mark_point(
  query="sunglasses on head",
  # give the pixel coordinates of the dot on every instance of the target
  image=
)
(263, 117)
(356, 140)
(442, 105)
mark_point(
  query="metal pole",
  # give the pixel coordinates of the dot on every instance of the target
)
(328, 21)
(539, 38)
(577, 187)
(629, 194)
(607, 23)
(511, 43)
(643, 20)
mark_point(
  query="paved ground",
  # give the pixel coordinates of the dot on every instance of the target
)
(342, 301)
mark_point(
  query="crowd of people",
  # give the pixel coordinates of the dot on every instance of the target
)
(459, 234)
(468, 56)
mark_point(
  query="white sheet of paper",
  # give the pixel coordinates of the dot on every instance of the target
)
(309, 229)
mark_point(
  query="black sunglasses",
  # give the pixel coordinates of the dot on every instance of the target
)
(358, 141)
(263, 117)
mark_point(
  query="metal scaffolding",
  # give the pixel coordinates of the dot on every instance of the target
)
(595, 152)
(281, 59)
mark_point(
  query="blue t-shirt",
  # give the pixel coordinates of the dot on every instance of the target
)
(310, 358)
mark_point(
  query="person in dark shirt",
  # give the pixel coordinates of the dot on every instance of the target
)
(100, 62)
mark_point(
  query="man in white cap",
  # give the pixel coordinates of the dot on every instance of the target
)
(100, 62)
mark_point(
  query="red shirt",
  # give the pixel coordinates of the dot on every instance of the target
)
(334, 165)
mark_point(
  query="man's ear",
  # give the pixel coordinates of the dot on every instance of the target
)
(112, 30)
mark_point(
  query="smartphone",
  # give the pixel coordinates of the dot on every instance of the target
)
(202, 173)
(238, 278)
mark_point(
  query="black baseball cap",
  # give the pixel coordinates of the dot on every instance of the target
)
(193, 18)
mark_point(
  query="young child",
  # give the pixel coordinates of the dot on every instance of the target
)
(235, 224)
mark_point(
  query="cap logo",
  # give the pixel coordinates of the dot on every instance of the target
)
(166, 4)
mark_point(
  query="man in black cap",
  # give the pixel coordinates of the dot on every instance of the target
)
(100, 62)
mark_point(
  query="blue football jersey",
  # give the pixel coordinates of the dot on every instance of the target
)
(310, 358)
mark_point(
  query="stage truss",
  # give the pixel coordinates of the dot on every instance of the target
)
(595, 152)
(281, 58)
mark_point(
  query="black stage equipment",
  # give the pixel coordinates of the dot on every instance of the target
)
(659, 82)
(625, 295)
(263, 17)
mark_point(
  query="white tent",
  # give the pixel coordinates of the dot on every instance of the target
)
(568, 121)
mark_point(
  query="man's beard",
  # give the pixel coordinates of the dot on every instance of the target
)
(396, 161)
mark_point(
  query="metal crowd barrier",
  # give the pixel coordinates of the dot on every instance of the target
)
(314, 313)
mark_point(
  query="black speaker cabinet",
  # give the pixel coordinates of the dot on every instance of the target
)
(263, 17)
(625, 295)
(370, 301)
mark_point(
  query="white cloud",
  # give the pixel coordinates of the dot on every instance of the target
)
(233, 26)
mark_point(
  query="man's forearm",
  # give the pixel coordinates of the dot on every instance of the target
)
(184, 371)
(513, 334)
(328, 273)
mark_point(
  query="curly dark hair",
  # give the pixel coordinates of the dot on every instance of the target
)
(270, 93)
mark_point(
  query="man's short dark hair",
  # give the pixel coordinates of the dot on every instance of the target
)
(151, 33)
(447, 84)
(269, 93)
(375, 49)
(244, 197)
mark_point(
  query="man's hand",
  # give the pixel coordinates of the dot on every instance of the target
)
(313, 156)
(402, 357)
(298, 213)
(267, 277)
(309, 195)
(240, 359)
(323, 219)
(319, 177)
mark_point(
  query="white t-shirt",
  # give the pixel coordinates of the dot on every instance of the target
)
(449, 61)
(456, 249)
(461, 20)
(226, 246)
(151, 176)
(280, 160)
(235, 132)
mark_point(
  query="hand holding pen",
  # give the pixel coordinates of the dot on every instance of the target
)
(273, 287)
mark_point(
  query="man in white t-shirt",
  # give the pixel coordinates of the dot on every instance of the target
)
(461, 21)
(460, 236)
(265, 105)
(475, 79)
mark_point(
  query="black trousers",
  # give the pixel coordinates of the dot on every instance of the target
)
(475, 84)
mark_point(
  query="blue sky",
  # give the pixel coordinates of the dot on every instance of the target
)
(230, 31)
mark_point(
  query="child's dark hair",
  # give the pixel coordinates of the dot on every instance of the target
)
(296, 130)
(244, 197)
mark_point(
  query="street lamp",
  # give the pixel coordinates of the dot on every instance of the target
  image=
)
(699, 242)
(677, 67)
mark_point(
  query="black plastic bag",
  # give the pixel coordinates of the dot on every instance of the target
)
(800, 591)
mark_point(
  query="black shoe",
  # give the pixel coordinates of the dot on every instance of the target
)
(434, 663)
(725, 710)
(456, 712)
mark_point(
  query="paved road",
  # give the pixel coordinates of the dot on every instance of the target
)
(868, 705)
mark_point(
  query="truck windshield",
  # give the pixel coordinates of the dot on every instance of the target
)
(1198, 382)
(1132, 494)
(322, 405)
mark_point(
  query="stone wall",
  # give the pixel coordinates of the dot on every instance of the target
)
--------------------------------------------------
Request:
Gather every line of the rows above that holds the word "blue" and list each one in full.

Solution to the exercise:
  query="blue t-shirt",
  query="blue football jersey",
  query="blue sky",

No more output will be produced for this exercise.